Transcribe the text on the Office for Students and institutional autonomy word for word, from "It does not" to "than the others.".

*Selection*.
··········

Higher education is rarely out of the news. Whether it be tuition fees, grade inflation, unconditional offers or vice chancellors’ pay, stories about higher education are of significant public interest.
Away from the headlines, a technical debate rumbles on in the corridors of our universities and on social media about the Office for Students’ (OfS’) powers. During these conversations, I occasionally come across the argument that the OfS has little or even no business intervening in universities. The argument goes something like this: Higher education providers are autonomous institutions, this autonomy is enshrined in law, therefore the OfS should steer clear of anything that would undermine this autonomy.
This cannot be right.
Firstly, we should be clear that institutional autonomy is important – vitally so. It’s one of the cornerstones of our HE system, and it is absolutely right that it’s recognised in the legislation which set up the OfS. Institutional autonomy gives universities, colleges and other higher education providers the freedom to be creative in their pursuit of knowledge, their curricula and the running of their businesses. The alternative reality of a sector run centrally by bureaucrats or politicians is not an appealing one.
But institutional autonomy is not absolute. Indeed, a regulator would be completely ineffective if it were.
The Higher Education and Research Act requires that, in performing its functions, the OfS must ‘have regard to’ institutional autonomy. It’s important to unpack what that means, and the best way to do that is to see the phrase in its proper context. Legislation aficionados will know already, but the critical paragraphs are from Section 2(1) of the Higher Education and Research Act. (For those particularly interested, the legislative definition of institutional autonomy itself can be found in Section 2(8); in this post I use the phrase in a general sense of interfering with the affairs of a provider.)
The legislation gives the OfS a set of general duties:
In performing its functions, the OfS must have regard to—
a. the need to protect the institutional autonomy of English higher education providers
b. the need to promote quality, and greater choice and opportunities for students, in the provision of higher education by English higher education providers
c. the need to encourage competition between English higher education providers in connection with the provision of higher education where that competition is in the interests of students and employers, while also having regard to the benefits for students and employers resulting from collaboration between such providers
d. the need to promote value for money in the provision of higher education by English higher education providers
e. the need to promote equality of opportunity in connection with access to and participation in higher education provided by English higher education providers,
f. the need to use the OfS’s resources in an efficient, effective and economic way, and
g. so far as relevant, the principles of best regulatory practice, including the principles that regulatory activities should be—
i. transparent, accountable, proportionate and consistent, and
ii. targeted only at cases in which action is needed.
It does not take an expert in higher education to tell you that some of those general duties might sit in tension with each other. Promoting competition might not always deliver equality of opportunity in connection with access to and participation, for example. It’s also important to note that the general duties aren’t listed in a hierarchy – no one of them is more important than the others.
These tensions are deliberate rather than accidental and the careful parliamentary drafting tells us how to navigate them: we must ‘have regard to’ each of these general duties. But what does this mean? When we decide whether and how to act, we have to consider our general duties, weighing one against another and deciding how to balance any tensions.

··········

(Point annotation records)
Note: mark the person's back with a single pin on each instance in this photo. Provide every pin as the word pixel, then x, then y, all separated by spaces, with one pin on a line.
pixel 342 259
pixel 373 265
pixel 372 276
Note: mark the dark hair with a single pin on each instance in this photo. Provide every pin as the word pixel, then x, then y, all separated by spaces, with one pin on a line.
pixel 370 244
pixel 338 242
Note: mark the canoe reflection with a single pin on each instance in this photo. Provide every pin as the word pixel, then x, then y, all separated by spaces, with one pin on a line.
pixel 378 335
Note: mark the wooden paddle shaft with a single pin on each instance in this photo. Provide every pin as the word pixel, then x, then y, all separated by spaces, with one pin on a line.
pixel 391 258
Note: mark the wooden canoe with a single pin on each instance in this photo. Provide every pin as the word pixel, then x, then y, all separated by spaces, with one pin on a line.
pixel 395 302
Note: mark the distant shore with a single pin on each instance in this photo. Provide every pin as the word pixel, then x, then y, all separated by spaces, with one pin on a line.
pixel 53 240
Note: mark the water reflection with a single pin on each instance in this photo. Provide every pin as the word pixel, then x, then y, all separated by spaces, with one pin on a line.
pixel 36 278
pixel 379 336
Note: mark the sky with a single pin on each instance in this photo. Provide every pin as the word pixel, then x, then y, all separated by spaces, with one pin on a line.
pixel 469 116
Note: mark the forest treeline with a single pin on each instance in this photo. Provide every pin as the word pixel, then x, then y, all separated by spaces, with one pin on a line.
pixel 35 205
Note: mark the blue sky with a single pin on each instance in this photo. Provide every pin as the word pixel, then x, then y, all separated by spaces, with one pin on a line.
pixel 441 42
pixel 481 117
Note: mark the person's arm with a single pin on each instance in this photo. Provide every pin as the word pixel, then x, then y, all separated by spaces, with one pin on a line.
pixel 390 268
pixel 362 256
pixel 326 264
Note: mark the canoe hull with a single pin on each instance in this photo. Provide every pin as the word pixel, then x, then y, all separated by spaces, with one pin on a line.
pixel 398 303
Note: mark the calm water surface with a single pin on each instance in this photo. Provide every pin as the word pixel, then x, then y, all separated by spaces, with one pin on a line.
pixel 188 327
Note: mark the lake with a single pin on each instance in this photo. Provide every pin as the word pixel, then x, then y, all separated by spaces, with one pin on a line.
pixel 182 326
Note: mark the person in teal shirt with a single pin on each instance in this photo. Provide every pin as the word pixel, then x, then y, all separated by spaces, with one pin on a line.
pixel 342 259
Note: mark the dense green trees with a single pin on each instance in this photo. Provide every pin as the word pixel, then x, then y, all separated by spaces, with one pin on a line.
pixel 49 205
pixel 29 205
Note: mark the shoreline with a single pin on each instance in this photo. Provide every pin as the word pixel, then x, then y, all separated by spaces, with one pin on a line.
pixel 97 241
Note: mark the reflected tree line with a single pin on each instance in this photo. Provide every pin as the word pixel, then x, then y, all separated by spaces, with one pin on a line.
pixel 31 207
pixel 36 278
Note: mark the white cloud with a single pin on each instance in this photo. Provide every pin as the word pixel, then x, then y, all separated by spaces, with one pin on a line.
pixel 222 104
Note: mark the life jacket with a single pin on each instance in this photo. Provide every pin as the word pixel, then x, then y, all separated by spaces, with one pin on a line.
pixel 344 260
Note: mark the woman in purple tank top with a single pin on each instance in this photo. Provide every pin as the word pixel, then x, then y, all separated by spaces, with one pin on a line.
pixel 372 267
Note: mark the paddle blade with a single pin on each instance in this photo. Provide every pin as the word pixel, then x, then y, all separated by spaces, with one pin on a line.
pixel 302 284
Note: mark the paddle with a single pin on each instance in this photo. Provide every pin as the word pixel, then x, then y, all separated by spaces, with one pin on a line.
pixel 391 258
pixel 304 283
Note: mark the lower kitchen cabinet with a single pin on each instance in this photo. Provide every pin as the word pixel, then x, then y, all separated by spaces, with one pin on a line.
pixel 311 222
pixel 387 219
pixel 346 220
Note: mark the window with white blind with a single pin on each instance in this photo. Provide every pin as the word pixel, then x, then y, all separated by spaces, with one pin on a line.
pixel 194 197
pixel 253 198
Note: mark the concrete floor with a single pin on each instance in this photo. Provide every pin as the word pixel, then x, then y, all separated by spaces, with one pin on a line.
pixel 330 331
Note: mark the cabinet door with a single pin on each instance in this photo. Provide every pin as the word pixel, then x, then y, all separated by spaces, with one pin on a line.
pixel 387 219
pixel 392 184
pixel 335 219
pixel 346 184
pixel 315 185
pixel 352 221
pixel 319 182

··········

*The reply*.
It does not take an expert in higher education to tell you that some of those general duties might sit in tension with each other. Promoting competition might not always deliver equality of opportunity in connection with access to and participation, for example. It’s also important to note that the general duties aren’t listed in a hierarchy – no one of them is more important than the others.